# First Japanese knife purchase



## CTcookforfun (Oct 14, 2017)

I am new to the forum. I am looking toake my first Japanese knife purchase. I am looking to spend about $100. I am not a professional by any means but think I am not horrible either. I am looking for a general use chef's knife to start. Any suggestions on where to start would be helpful. Thanks everyone.


----------



## millionsknives (Apr 25, 2014)

@CTcookforfun

See this thread, my recommendation is the same. Gesshin wa stainless, ask for initial sharpening

https://cheftalk.com/threads/recommendation-on-chef-paring-knife.95065/#post-568266


----------



## CTcookforfun (Oct 14, 2017)

I was actually looking at those knives and that one as well. Another question, any suggestions on a starting point for a flat blade japanese knife? I would like to spend about $150 for that.


----------



## millionsknives (Apr 25, 2014)

Flat as in single bevels? They each have a specific use. Unless you're planning on seriously cutting sashimi or very thin vegetables, don't even. At your price range (well any price range) you'd be looking at carbon steel which has certain maintenance you need to be aware of. On top of that, there are only a handful of professional sharpeners who can sharpen them properly. You would NEED to level up on free hand sharpening skills. That's another $150 ish in sharpening stones.

IMO get one double bevel chef/gyuto first. When you're comfortable with use and sharpening routine, revisit single bevel shopping later..


----------



## rick alan (Nov 15, 2012)

I typically prep veggies to less than 1mm and I use a chef´s knife. The Geshin stainless is capable of that, with the 240 you could even do a decent job of learning katsurumaki, ie, making vegetable skin. You do need to learn sharpening, but nothing so demanding as with a single-bevel.


----------



## CTcookforfun (Oct 14, 2017)

Thanks guys. This really helped and I will be buying sometime soon.


----------

==*==

▸ Stated task
Retype the knife-buying thread, starting at "I was actually" and ending at "about $150 for that.".

[Raw rows]

==*==

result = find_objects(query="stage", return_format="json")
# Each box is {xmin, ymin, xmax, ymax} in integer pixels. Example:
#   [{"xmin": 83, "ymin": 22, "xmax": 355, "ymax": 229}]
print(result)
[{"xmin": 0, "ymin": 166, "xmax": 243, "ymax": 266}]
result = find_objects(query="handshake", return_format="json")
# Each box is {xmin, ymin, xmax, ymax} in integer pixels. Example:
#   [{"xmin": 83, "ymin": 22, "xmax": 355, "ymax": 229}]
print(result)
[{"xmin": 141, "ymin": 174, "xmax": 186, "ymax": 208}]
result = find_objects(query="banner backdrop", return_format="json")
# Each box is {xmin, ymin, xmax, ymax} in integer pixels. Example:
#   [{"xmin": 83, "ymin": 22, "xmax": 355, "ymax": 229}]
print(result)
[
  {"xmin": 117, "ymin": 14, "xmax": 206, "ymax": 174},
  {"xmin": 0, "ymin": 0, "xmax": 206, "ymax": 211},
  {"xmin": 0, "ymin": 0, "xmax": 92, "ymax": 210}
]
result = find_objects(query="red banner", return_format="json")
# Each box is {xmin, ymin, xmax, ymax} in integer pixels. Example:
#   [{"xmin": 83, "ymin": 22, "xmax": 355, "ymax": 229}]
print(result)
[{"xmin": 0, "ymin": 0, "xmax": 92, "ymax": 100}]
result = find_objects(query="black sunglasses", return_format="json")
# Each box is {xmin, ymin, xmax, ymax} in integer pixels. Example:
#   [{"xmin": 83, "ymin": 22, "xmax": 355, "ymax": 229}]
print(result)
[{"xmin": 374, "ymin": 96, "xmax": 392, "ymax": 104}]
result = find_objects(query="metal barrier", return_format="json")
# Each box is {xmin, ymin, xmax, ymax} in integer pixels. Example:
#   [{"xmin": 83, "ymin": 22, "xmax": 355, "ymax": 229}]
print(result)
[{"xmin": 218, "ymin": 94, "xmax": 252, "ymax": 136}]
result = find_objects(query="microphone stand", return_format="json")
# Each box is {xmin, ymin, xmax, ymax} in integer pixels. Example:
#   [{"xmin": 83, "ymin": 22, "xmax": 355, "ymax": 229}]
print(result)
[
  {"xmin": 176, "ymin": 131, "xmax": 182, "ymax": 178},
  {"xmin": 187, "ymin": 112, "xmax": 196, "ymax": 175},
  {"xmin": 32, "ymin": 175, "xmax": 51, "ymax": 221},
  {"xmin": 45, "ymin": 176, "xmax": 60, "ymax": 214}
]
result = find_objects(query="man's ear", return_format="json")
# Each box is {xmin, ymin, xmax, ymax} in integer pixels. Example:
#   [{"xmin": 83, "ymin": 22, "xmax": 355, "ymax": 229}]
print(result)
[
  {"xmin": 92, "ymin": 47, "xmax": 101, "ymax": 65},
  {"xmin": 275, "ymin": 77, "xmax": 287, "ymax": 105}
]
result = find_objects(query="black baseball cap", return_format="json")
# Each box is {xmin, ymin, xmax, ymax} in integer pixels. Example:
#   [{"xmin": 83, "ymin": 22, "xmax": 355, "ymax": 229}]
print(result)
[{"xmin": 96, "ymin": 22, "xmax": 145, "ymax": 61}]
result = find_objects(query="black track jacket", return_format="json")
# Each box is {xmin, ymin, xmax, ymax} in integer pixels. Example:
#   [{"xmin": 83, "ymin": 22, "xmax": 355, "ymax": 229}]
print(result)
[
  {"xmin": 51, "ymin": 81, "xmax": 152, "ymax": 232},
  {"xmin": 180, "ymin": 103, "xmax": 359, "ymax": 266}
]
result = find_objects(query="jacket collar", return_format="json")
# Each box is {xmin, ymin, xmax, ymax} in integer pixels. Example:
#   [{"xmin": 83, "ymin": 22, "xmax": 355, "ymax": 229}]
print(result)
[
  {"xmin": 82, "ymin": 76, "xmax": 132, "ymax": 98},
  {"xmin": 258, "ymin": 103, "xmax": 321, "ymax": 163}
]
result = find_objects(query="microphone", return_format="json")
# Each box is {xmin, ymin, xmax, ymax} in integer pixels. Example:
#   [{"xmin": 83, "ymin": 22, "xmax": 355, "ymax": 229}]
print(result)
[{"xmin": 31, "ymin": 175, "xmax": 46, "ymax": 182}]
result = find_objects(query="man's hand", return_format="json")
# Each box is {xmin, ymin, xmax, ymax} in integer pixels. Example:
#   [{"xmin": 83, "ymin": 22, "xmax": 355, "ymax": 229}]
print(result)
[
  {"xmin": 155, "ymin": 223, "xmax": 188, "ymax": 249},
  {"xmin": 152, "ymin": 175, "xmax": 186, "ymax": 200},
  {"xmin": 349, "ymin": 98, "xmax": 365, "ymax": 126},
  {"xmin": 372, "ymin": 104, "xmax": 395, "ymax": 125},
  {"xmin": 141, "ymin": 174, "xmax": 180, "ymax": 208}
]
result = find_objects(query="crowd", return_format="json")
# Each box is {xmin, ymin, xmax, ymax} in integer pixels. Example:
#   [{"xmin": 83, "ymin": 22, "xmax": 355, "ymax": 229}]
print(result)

==*==

▸ Answer to this task
I was actually looking at those knives and that one as well. Another question, any suggestions on a starting point for a flat blade japanese knife? I would like to spend about $150 for that.